> **Try it**
Filter the listing for lines containing "woman".
[Study material — start]
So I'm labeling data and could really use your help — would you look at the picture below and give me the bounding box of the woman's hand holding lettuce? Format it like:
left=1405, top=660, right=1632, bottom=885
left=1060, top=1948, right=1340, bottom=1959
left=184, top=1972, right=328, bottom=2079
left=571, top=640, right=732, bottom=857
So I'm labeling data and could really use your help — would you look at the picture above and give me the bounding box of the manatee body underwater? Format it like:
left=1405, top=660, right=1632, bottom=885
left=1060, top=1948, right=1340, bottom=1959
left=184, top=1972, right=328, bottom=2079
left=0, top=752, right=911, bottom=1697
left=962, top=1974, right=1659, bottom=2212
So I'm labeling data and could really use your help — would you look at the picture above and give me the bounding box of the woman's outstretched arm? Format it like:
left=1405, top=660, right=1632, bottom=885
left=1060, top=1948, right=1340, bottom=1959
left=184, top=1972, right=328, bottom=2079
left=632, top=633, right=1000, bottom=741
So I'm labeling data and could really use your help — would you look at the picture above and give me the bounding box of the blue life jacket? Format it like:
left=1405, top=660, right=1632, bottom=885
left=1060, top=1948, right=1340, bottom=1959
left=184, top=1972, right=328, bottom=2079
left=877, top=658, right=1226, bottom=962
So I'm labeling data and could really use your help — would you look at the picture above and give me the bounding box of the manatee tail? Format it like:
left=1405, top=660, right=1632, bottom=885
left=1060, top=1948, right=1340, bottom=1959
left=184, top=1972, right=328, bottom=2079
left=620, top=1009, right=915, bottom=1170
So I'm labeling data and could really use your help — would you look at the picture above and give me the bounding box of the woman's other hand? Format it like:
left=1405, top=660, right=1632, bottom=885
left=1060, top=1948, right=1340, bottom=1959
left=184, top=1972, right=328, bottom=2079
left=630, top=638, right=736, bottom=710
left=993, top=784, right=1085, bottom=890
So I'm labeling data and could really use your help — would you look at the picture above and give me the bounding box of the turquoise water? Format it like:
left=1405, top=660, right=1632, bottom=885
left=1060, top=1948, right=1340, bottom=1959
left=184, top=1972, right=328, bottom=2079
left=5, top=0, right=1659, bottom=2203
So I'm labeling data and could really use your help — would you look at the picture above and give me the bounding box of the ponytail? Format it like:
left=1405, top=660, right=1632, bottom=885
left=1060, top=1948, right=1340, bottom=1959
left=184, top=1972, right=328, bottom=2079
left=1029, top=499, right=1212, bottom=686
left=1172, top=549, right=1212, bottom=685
[Study material — finish]
> **Result for this exercise**
So I'm labeling data and could really use your help — would you look at the picture below and give me the bounding box of the woman's hand holding lettuce? Format it like:
So I'm labeling data and could really use your help — would you look at the picture above and give me the bounding box of the woman's outstretched arm? Format it like:
So I'm labeling data and could really use your help — would you look at the picture above and give me the bounding box of the woman's other hand? Format it like:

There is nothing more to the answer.